Compiti da svolgere:
- 1) Riscrivi come elenco il paragrafo del provvedimento della Cassazione che comincia con «I.N.P.S. – ISTITUTO NAZIONALE PREVIDENZA SOCIALE», conservandone i fatti principali.
- 2) Prosegui il provvedimento della Cassazione a partire dall'ultima frase riportata.

Documento di origine:
- - - - -
Sentenza Sentenza Cassazione Civile n. 29367 del 21/10/2021

Cassazione civile sez. lav., 21/10/2021, (ud. 05/05/2021, dep. 21/10/2021), n.29367

LA CORTE SUPREMA DI CASSAZIONE

SEZIONE LAVORO

Composta dagli Ill.mi Sigg.ri Magistrati:

Dott. MANCINO Rossana – Presidente –

Dott. MARCHESE Gabriella – Consigliere –

Dott. CALAFIORE Daniela – Consigliere –

Dott. CAVALLARO Luigi – Consigliere –

Dott. BUFFA Francesco – rel. Consigliere –

ha pronunciato la seguente:

ORDINANZA

sul ricorso 28690/2015 proposto da:

I.N.P.S. – ISTITUTO NAZIONALE PREVIDENZA SOCIALE, in persona del

Presidente e legale rappresentante pro tempore, elettivamente

domiciliato in ROMA, VIA CESARE BECCARIA 29, presso l’Avvocatura

Centrale dell’Istituto, rappresentato e difeso dagli Avvocati CARLA

D’ALOISIO, LELIO MARITATO, ANTONINO SGROI, EMANUELE DE ROSE;

– ricorrente –

contro

SEA METAL S.R.L., in persona del legale rappresentante pro tempore,

domiciliata in ROMA PIAZZA CAVOUR, presso la CANCELLERIA DELLA CORTE

SUPREMA DI CASSAZIONE, rappresentata e difesa dall’avvocato GIOVANNI

SANSONE;

– controricorrente –

avverso la sentenza n. 253/2015 della CORTE D’APPELLO di TRIESTE,

depositata il 05/08/2015 R.G.N. 200/2014;

udita la relazione della causa svolta nella Camera di consiglio del

05/05/2021 dal Consigliere Dott. FRANCESCO BUFFA.
- - - - -
(Dati archiviati)
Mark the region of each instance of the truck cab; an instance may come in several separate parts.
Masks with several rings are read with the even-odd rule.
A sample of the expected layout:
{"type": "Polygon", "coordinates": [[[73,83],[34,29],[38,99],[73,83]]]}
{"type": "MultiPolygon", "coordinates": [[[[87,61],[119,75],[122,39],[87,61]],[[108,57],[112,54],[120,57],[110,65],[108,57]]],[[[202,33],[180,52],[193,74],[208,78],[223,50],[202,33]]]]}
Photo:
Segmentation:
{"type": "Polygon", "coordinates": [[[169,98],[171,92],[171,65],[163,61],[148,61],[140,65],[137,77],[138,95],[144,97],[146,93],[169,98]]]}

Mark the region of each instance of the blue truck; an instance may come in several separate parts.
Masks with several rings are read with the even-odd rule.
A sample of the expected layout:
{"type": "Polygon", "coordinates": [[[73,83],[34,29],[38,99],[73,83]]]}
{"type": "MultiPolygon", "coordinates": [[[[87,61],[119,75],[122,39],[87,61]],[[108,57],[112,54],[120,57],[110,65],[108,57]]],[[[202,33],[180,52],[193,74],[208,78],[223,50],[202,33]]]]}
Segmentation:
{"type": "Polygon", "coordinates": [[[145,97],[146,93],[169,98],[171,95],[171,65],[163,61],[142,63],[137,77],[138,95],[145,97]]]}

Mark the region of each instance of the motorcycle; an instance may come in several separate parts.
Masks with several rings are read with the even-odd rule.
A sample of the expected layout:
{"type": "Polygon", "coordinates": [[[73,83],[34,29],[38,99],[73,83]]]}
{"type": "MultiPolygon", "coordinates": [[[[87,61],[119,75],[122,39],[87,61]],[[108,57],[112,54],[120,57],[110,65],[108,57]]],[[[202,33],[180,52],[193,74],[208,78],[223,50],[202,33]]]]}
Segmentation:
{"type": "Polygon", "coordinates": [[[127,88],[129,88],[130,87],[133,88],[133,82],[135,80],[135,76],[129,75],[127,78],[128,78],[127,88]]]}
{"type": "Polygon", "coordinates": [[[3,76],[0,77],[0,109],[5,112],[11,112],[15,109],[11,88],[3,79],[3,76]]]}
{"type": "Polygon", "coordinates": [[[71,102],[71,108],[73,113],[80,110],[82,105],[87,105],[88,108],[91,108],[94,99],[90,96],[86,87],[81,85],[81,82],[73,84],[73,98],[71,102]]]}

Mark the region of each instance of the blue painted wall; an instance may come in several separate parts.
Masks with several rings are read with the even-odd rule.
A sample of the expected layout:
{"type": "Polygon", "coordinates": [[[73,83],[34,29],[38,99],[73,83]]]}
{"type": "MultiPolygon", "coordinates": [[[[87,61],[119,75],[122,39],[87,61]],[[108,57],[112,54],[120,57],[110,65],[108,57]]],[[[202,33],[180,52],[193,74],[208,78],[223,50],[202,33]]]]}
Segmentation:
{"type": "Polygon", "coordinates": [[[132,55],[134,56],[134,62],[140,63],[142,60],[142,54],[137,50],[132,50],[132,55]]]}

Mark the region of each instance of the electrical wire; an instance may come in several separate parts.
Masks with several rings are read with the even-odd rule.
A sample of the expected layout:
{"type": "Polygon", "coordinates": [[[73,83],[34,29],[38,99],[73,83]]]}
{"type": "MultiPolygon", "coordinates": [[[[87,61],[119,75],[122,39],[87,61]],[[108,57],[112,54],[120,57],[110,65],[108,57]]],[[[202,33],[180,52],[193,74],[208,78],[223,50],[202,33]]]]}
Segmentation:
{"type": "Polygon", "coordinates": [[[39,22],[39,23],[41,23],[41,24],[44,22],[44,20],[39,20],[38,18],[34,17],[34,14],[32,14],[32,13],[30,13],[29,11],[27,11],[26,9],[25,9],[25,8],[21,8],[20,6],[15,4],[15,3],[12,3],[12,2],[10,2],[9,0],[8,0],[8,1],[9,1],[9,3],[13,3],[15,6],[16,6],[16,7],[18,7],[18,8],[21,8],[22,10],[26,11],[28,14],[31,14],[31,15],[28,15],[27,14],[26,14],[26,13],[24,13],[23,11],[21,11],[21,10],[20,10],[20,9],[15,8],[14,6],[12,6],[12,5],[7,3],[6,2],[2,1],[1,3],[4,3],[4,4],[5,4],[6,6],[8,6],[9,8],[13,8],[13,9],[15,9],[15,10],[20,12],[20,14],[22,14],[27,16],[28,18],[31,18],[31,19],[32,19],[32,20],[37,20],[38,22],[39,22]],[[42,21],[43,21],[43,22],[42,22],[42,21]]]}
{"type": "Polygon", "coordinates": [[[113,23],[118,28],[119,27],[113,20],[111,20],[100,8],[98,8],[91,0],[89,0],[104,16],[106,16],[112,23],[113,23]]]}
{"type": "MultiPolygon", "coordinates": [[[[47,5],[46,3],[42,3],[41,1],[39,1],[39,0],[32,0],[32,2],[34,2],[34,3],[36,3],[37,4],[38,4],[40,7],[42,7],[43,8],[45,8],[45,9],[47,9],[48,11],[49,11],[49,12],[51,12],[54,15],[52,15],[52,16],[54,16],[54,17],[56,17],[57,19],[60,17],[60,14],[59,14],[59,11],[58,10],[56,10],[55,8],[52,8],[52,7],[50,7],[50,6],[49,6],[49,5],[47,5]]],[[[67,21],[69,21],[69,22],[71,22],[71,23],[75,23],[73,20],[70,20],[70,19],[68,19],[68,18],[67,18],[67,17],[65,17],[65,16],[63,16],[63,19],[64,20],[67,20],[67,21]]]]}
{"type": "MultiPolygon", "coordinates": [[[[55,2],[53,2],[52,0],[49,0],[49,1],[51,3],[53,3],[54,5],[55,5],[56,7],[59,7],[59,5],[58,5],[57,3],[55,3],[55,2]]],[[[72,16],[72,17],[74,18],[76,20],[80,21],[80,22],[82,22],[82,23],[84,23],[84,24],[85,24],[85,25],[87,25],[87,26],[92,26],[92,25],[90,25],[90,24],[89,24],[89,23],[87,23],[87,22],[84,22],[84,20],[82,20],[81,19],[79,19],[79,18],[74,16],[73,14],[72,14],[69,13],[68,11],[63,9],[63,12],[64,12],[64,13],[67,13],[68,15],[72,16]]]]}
- - - - -
Risposte:
- 1)
- Parte: I.N.P.S. – Istituto Nazionale Previdenza Sociale, in persona del Presidente e legale rappresentante pro tempore
- Domicilio eletto: Roma, Via Cesare Beccaria 29, presso l'Avvocatura Centrale dell'Istituto
- Difensori: avvocati Carla D'Aloisio, Lelio Maritato, Antonino Sgroi ed Emanuele De Rose

- 2)
 

Fatto

FATTO E DIRITTO

Con sentenza del 5.8.15 la Corte di Appello di Trieste, confermando sentenza del tribunale della stessa sede del 28.5.14, annullava l’avviso di addebito con il quale l’INPS aveva chiesto il pagamento di Euro 548.318 in relazione all’indebita fruizione del beneficio L. n. 223 del 1991, ex art. 8, per assunzioni di lavoratori in mobilità. In particolare, premesso che l’onere della prova dell’indebito previdenziale è a carico dell’INPS che lo ha affermato, la corte territoriale ha ritenuto che la ricorrente, benché successivamente si fosse resa cessionaria di ramo di azienda dell’impresa Ortolan Spa già ammessa alla procedura di mobilità, era società distinta dalla cedente, e che l’assunzione di parte delle maestranze della prima rispondeva ad esigenze economiche reali.

Avverso tale sentenza ricorre l’INPS per due motivi, cui resiste la società con controricorso.

Con il primo motivo si deduce violazione della L. n. 223 del 1991, art. 8, comma 1 e art. 4 e art. 2697 c.c., per avere trascurato che l’onere della prova del diritto agli sgravi grava sul beneficiario degli stessi.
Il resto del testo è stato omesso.